• Request
Copy out all of the records below word for word, leaving the pictures out of your copy.

• Records for the exercise
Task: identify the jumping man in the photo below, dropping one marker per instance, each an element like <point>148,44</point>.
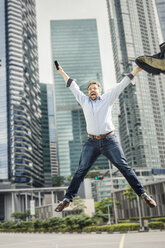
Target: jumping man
<point>102,139</point>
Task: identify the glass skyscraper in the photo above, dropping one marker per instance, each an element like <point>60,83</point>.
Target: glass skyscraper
<point>50,160</point>
<point>75,45</point>
<point>160,4</point>
<point>20,115</point>
<point>45,136</point>
<point>52,131</point>
<point>142,106</point>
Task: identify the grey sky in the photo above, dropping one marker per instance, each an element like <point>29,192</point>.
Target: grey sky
<point>73,9</point>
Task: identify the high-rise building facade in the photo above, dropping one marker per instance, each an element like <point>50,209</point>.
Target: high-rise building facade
<point>52,131</point>
<point>160,5</point>
<point>45,136</point>
<point>50,160</point>
<point>20,115</point>
<point>75,45</point>
<point>142,106</point>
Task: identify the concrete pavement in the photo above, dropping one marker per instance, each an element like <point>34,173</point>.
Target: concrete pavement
<point>155,239</point>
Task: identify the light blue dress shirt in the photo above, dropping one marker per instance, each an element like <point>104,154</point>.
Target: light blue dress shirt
<point>98,113</point>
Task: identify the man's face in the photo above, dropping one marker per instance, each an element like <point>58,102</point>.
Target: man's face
<point>94,91</point>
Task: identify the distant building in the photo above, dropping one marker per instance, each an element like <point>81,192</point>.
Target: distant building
<point>45,137</point>
<point>48,134</point>
<point>128,209</point>
<point>75,45</point>
<point>142,106</point>
<point>52,131</point>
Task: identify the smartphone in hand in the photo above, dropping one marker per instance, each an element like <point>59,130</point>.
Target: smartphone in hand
<point>56,64</point>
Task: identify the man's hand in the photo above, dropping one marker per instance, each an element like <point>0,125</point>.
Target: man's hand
<point>60,70</point>
<point>136,70</point>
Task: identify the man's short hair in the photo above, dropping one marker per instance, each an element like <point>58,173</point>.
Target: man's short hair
<point>94,82</point>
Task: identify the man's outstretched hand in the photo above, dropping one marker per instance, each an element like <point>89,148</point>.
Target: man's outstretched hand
<point>136,70</point>
<point>61,71</point>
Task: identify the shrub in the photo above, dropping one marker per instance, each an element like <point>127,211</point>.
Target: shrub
<point>162,219</point>
<point>8,224</point>
<point>156,225</point>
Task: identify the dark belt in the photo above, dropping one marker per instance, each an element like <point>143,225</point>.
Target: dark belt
<point>100,136</point>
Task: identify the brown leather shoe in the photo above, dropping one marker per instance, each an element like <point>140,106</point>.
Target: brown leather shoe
<point>150,202</point>
<point>62,205</point>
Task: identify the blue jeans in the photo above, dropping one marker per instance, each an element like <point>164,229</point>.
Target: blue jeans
<point>110,148</point>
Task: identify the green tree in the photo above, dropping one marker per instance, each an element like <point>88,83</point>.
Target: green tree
<point>78,204</point>
<point>58,181</point>
<point>20,215</point>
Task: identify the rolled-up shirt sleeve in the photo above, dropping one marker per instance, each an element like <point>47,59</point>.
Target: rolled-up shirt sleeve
<point>80,96</point>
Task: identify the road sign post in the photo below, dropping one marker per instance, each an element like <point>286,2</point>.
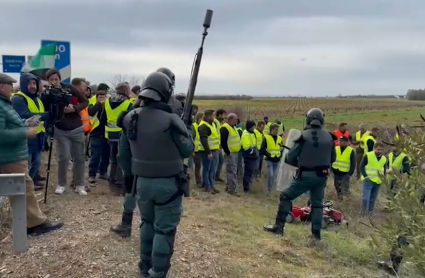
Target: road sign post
<point>13,63</point>
<point>63,58</point>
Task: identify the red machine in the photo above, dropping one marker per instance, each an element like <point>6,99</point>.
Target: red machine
<point>330,215</point>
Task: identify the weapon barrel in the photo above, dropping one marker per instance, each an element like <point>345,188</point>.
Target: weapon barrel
<point>187,111</point>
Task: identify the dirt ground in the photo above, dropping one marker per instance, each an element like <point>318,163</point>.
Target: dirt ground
<point>219,236</point>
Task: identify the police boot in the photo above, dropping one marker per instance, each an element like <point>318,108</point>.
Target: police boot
<point>277,229</point>
<point>124,228</point>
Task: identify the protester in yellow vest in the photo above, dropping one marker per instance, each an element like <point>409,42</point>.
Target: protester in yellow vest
<point>231,145</point>
<point>99,145</point>
<point>272,149</point>
<point>210,145</point>
<point>370,140</point>
<point>31,109</point>
<point>359,141</point>
<point>372,166</point>
<point>220,115</point>
<point>250,154</point>
<point>343,167</point>
<point>117,103</point>
<point>240,155</point>
<point>267,126</point>
<point>398,163</point>
<point>197,161</point>
<point>260,137</point>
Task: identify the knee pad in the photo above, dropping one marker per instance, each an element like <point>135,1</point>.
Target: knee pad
<point>284,197</point>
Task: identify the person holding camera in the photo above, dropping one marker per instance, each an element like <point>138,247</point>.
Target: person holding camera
<point>31,109</point>
<point>14,156</point>
<point>68,133</point>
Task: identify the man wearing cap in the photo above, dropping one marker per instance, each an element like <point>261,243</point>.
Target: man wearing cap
<point>14,156</point>
<point>343,167</point>
<point>69,135</point>
<point>117,103</point>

• Output for this task
Task: identify the jumping man in the photo below, dropping one marker per instance, each an element like <point>148,44</point>.
Target: jumping man
<point>102,139</point>
Task: identify the glass skyscraper in the photo above, dropping one marker per instance, each an element like <point>60,83</point>.
Target: glass skyscraper
<point>50,160</point>
<point>75,45</point>
<point>160,4</point>
<point>20,115</point>
<point>45,136</point>
<point>52,131</point>
<point>142,106</point>
Task: identify the grey sky in the photo above, dropping one marker per instance, each an element like <point>29,192</point>.
Target: grey sky
<point>73,9</point>
Task: identify the high-rise building facade in the photo above, dropping one marker per instance, each an element like <point>50,209</point>.
Target: high-rise building facade
<point>52,131</point>
<point>160,5</point>
<point>45,136</point>
<point>50,160</point>
<point>20,115</point>
<point>75,45</point>
<point>142,106</point>
Task: identify the concrete pavement in the photo above, dropping one marker per instance, each an element like <point>34,173</point>.
Target: concrete pavement
<point>155,239</point>
Task: identify the light blue dress shirt in the photo above, dropping one marker per instance, each an element like <point>104,154</point>.
Target: light blue dress shirt
<point>98,113</point>
Task: identify the man's face in the photo above, dropping one marker per instance, each an element like <point>58,102</point>.
Target: man's face
<point>94,91</point>
Task: identify the distant building in the photo above, dropping one marker per instance, each an element like <point>81,192</point>.
Target: distant building
<point>45,137</point>
<point>48,134</point>
<point>128,209</point>
<point>75,45</point>
<point>142,106</point>
<point>52,131</point>
Task: identify the smartphone in hand in the photo above, dropping one marker per instance, each an element like <point>59,130</point>.
Target: smartphone in hand
<point>56,64</point>
Task: identify the man's hand in the photo above, dropping one marker per instance, each an element like <point>0,125</point>.
Target: man's hand
<point>60,70</point>
<point>136,70</point>
Task: identify the man's short hair in the photo above, dropping one marker per instance, each an element like <point>58,173</point>.
Target: man's short hair
<point>94,82</point>
Task: identify the man's outstretched hand in the photo above, dropping one marker per instance, each an element like <point>89,148</point>.
Target: man's outstretched hand
<point>136,70</point>
<point>61,71</point>
Task: identify the shrub in the photo above, dropping one marker per instance, each an element like <point>127,211</point>.
Target: shrub
<point>162,219</point>
<point>8,224</point>
<point>156,225</point>
Task: identify the dark belt in the photo above, dropping one marker per instance, each an element like <point>143,225</point>.
Target: dark belt
<point>100,136</point>
Task: identify the brown leather shoe in the photo above, dropping one marker per instance, each an element like <point>140,106</point>.
Target: brown leather shoe
<point>150,202</point>
<point>62,205</point>
Task: identify the blue jeans in the photo above, dropping one marker per instance, each an element like <point>164,229</point>.
Target: blue jeans
<point>110,148</point>
Task: identify the green tree in the photo above, dropping one marker per instance, each an element like <point>88,83</point>.
Target: green tree
<point>78,204</point>
<point>58,181</point>
<point>20,215</point>
Task: identify the rolled-up shirt sleeve in the photo above, dropping one marker per instance, each an element like <point>47,59</point>.
Target: rolled-up shirt sleeve
<point>80,96</point>
Task: identify the road sign post in the photo below, dropping one marker per instance, each an element like <point>286,2</point>.
Target: road sign post
<point>13,63</point>
<point>63,58</point>
Task: identify the red machine in the photo above, dropping one marker per instance, each an element like <point>6,99</point>.
Target: red machine
<point>330,215</point>
Task: identify the weapon barrel in the photo above, dropping one marker per instance, each an element like <point>345,188</point>.
Target: weapon barrel
<point>187,111</point>
Task: identify the dirt ground in the photo above, dropping one marker per instance, each an element like <point>318,163</point>.
Target: dirt ground
<point>219,236</point>
Task: identify the police boot in the photo above, dropping one marker per instance, each an element like <point>318,108</point>.
Target: police boot
<point>277,229</point>
<point>124,228</point>
Task: identify the protester in yellow vest in the photo above, dropping one marker per instance, each an element like <point>409,42</point>.
Target: protester in yellow vest
<point>231,145</point>
<point>99,145</point>
<point>272,149</point>
<point>210,145</point>
<point>370,140</point>
<point>31,109</point>
<point>359,141</point>
<point>372,166</point>
<point>220,115</point>
<point>250,154</point>
<point>343,167</point>
<point>117,103</point>
<point>240,155</point>
<point>267,126</point>
<point>398,163</point>
<point>197,161</point>
<point>260,137</point>
Task: identify the knee pad in the photo above, dropping one marker per instance, each an element like <point>135,1</point>.
Target: knee pad
<point>284,197</point>
Task: identify the person holding camera in the photo above, dropping one marker per instance, each an element like <point>138,247</point>.
Target: person holding camera
<point>31,109</point>
<point>14,156</point>
<point>68,133</point>
Task: identify the man wearing cap in the photo above, dropping one marker per instance, each an element like <point>261,243</point>.
Target: man wearing cap
<point>14,156</point>
<point>343,167</point>
<point>69,135</point>
<point>117,103</point>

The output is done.